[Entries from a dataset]
=-=-=
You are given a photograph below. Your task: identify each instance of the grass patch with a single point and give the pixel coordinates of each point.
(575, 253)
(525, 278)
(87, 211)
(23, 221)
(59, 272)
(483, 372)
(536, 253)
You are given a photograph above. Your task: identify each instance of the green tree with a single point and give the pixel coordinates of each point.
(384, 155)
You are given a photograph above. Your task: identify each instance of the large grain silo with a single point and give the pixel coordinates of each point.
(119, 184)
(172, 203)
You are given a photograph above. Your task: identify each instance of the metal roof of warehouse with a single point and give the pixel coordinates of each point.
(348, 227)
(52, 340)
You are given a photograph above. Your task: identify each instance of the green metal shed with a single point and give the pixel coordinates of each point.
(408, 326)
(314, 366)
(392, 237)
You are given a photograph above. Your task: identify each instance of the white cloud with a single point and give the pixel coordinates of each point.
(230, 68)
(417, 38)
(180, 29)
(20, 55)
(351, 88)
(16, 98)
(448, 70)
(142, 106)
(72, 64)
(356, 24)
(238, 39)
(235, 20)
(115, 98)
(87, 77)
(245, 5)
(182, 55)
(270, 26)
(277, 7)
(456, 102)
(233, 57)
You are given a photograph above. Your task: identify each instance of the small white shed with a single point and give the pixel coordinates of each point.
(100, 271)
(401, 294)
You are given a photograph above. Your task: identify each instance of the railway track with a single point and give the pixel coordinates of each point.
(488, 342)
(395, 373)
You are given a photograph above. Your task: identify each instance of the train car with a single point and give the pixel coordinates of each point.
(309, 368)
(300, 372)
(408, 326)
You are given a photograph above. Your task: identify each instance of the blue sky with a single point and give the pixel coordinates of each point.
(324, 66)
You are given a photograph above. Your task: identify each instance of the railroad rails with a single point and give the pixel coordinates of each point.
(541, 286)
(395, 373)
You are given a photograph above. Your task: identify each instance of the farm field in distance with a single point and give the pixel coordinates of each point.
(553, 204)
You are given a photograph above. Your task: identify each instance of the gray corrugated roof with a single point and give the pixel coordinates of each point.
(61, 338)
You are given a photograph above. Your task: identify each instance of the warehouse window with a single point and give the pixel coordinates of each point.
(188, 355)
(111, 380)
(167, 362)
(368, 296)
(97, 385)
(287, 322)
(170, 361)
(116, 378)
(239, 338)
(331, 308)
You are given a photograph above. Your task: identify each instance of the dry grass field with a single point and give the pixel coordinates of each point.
=-=-=
**Required work:**
The required output is the span of lines from the one containing "of the white" to the last line, reproduced character for character.

**Exercise response:**
You are given a photograph above. Your task: identify each instance of the white cloud with a single point and give the pixel coordinates of each point.
(230, 68)
(417, 38)
(180, 29)
(20, 55)
(351, 88)
(16, 98)
(448, 70)
(142, 106)
(72, 64)
(356, 24)
(238, 39)
(235, 20)
(115, 98)
(87, 77)
(245, 5)
(182, 55)
(270, 26)
(277, 7)
(456, 102)
(233, 57)
You are given a photograph above. Your task: identify each instance of the small white shed with a single point and give the pixel coordinates of each point.
(100, 271)
(401, 294)
You are given a photograph above. Your task: identify each instance of the railway track with a single point and give the pixel coordinates of each point.
(488, 342)
(395, 373)
You are given a photograph above. Your task: identify each instance of the train car with a single point and give the pixel coordinates of each point.
(309, 368)
(300, 372)
(408, 326)
You are given a photograph above. Your task: identify each instance of the blue sky with a single point and give the pixel coordinates of each point.
(324, 66)
You are given a photograph above. Your task: identify each instance of the railroad rails with a single point and give the pixel coordinates of each point.
(541, 286)
(395, 373)
You are given a photograph above. Your task: identify each instance of the farm field in distance with a single point and give the pixel coordinates of each point.
(553, 204)
You are given a photograph above. Your task: identify each instance of the gray corrugated roof with a single point and give the pixel coordinates of each point.
(61, 338)
You are given a photograph above. Your task: identify each instance of the warehouse window with a single point and give the pixel coordinates of each point.
(188, 355)
(111, 380)
(167, 362)
(368, 296)
(97, 385)
(287, 322)
(170, 361)
(116, 378)
(239, 338)
(331, 308)
You are given a photograph above. Your task: identify each instance of the dry grass field with a single point and give the pixel coordinates of each point.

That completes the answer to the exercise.